BEGIN Exercise data
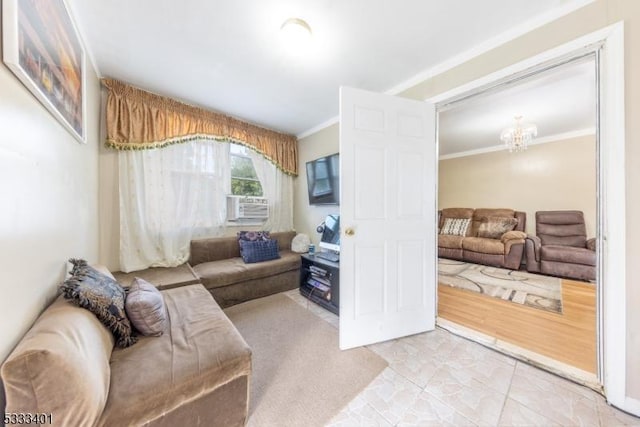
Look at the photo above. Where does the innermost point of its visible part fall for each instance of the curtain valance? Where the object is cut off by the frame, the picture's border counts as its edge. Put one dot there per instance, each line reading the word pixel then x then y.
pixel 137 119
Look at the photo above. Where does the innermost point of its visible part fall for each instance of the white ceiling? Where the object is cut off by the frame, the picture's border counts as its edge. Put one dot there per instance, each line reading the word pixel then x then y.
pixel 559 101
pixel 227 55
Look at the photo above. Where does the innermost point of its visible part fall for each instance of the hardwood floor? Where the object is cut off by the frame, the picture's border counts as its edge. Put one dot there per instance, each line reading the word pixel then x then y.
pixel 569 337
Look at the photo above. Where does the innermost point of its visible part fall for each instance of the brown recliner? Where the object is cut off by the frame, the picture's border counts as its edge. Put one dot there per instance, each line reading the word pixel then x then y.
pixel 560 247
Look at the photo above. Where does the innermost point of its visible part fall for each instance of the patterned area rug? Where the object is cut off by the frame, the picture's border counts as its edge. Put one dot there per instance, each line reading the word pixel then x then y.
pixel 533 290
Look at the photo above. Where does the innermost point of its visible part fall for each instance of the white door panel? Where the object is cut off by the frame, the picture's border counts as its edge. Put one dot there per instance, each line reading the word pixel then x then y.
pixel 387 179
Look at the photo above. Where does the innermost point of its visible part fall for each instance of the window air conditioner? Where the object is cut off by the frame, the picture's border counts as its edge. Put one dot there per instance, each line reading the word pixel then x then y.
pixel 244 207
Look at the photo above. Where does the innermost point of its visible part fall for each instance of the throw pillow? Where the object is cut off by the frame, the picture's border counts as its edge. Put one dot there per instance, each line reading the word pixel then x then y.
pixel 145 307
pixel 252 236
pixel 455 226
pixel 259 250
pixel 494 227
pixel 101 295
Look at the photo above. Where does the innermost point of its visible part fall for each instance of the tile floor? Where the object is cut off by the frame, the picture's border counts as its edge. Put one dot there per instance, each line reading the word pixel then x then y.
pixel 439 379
END Exercise data
BEGIN Exercise data
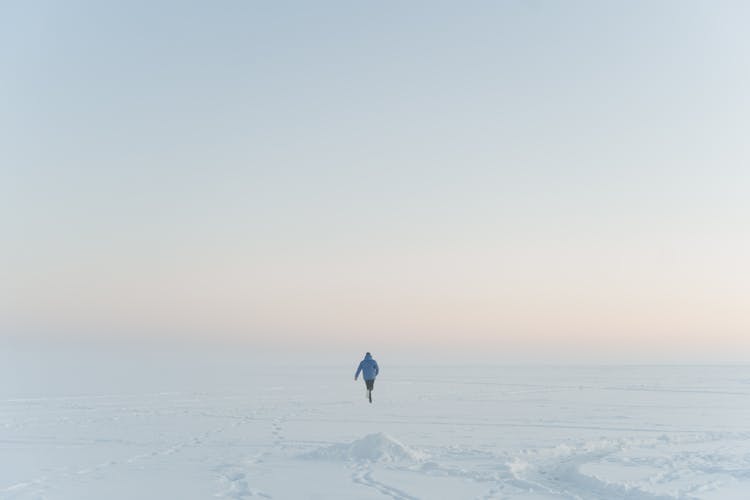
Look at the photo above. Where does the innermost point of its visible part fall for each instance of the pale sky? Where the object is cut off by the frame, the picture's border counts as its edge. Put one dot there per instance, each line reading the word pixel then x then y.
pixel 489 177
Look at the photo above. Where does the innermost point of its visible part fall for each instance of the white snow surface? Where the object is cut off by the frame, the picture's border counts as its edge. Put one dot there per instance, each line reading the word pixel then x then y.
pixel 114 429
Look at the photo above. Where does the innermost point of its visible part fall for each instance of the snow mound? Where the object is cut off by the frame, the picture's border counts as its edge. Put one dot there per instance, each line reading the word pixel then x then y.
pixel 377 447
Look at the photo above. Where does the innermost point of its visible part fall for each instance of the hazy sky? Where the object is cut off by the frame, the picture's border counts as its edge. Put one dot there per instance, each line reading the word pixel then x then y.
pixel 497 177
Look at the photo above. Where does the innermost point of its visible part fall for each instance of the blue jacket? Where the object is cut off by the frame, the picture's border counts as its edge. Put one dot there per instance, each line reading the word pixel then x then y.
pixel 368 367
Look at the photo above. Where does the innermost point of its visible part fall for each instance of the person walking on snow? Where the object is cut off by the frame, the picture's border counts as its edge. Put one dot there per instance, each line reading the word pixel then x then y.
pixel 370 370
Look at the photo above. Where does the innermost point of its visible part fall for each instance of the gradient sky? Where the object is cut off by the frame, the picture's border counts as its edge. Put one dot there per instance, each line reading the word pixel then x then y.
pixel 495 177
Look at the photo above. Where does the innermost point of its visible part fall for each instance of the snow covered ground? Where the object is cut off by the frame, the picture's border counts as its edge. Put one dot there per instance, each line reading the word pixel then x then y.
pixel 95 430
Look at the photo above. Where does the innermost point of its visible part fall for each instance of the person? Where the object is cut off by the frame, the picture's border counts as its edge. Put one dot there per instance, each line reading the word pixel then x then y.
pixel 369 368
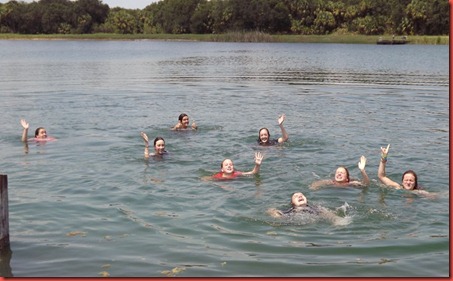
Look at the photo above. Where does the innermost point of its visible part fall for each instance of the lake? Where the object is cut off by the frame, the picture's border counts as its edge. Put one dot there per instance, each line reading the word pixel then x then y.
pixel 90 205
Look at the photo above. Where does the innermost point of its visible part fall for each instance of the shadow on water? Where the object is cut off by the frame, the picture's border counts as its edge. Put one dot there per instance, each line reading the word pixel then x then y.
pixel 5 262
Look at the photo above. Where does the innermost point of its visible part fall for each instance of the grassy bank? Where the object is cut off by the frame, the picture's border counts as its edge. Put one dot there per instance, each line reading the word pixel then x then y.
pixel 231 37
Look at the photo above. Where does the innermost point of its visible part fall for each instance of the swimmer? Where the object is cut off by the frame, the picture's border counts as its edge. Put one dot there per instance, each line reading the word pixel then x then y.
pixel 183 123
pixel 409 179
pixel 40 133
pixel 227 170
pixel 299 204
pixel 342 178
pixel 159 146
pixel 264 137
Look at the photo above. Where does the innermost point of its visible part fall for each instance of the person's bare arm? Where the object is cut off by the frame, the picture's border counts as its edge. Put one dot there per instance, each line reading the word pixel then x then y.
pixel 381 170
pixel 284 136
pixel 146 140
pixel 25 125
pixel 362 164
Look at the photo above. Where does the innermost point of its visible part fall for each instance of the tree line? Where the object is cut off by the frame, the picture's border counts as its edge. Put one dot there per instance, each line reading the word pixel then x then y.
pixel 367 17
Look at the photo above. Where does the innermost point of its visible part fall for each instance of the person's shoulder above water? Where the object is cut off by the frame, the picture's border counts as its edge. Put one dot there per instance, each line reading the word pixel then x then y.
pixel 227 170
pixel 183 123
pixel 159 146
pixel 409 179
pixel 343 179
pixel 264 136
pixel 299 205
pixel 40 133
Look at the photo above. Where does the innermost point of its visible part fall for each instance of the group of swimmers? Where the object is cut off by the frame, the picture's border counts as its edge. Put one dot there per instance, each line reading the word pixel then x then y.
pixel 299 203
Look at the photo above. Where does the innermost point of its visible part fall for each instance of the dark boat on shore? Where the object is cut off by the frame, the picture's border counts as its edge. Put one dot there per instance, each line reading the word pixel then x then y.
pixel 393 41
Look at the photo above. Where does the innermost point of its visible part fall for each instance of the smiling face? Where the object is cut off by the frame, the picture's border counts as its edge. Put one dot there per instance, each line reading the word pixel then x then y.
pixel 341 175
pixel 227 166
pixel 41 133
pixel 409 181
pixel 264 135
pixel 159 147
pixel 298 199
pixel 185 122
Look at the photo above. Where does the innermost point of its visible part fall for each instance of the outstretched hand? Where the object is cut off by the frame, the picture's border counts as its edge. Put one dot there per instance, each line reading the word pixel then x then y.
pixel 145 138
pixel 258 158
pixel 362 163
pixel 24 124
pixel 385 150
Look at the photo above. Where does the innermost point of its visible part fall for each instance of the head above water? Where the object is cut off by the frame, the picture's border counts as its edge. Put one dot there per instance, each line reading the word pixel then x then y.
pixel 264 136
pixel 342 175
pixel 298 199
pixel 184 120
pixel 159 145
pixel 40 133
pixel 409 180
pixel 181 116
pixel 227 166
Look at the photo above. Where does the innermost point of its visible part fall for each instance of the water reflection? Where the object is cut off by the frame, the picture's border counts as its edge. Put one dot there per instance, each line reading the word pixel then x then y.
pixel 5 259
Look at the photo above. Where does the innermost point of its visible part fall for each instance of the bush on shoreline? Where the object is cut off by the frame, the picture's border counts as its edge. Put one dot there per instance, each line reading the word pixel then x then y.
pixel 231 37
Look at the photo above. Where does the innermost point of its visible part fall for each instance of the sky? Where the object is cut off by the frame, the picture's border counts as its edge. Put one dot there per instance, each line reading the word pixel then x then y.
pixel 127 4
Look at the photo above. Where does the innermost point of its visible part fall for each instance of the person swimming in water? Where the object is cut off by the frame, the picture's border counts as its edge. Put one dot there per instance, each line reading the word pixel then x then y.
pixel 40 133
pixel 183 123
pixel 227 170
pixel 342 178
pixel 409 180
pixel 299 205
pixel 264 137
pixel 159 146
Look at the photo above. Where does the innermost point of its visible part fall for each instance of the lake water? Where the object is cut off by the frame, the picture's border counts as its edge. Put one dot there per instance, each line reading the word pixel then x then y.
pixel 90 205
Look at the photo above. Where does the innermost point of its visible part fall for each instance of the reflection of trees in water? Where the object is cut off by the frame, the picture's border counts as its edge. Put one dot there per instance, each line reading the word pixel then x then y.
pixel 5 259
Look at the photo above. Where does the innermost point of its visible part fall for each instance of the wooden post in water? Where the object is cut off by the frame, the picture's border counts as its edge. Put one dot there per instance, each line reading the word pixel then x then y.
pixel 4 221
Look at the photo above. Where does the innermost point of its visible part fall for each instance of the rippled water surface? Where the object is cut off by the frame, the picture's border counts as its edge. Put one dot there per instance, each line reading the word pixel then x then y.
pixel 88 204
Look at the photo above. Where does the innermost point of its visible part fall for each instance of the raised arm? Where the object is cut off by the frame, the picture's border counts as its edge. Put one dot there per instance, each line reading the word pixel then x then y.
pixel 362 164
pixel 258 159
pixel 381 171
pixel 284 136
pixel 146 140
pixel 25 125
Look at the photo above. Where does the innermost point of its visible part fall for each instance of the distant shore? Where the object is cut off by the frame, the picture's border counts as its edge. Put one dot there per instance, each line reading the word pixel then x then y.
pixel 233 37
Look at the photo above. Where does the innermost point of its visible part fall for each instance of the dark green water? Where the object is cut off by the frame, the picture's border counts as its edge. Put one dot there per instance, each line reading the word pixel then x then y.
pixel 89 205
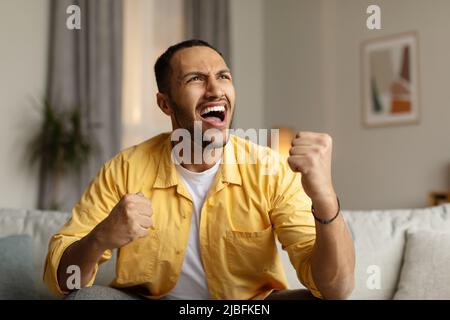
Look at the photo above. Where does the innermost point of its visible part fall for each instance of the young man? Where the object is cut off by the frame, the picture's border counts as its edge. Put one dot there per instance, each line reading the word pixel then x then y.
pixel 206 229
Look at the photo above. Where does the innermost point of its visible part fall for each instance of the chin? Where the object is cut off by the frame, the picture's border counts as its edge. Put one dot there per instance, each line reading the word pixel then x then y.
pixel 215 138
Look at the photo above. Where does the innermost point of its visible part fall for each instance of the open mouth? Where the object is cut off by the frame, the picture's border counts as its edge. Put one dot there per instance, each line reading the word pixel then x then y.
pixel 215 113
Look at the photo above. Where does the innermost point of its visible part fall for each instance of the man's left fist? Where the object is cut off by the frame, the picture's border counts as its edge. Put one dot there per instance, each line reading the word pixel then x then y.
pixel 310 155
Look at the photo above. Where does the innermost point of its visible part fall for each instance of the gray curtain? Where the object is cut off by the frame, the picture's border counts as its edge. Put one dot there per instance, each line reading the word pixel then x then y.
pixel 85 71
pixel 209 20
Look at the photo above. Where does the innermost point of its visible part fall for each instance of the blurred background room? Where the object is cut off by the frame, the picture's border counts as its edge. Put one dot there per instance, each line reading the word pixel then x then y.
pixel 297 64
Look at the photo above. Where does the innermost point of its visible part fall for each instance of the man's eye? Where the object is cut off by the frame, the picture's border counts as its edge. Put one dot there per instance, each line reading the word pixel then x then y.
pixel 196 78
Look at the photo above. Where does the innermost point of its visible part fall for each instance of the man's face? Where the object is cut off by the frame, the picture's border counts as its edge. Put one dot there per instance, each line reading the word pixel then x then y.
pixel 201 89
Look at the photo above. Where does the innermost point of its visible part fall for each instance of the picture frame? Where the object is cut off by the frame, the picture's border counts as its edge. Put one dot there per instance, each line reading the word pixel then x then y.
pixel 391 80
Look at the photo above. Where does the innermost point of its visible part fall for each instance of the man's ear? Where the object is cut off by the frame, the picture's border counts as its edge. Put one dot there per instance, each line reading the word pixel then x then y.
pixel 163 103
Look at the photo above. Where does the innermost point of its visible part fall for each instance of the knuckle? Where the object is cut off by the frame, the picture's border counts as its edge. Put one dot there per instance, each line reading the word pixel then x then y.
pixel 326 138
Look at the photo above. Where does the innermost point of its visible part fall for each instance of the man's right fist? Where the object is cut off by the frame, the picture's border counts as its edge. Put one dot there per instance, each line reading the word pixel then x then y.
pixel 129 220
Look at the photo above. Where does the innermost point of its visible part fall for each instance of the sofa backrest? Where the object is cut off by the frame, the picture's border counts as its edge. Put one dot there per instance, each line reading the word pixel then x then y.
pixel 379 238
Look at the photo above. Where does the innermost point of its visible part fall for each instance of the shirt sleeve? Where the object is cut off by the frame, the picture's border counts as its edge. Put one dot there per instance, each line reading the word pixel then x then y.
END Exercise data
▶ [What you are asked to do] Word for word, restate the lines of the data above that fall between the line holding "of the sofa" and the line holding "of the shirt", inclusive, and no other lines.

▶ [Output of the task]
Look at the photo above. Where does the innermost point of its visible part fall for each instance of the sofa backrest? Where the object is cut off by the frame, the picture's border counts as its edge. Put one dot there per instance, each line reading the word pixel then x then y.
pixel 379 238
Look at the photo above. Where does the innermost point of its visible part fall for each instance of the shirt sleeve? Where the object is cut off by the frame, the picture's border counts as its edge. Put one dot there per instance, each line reading the word pixel then x then y.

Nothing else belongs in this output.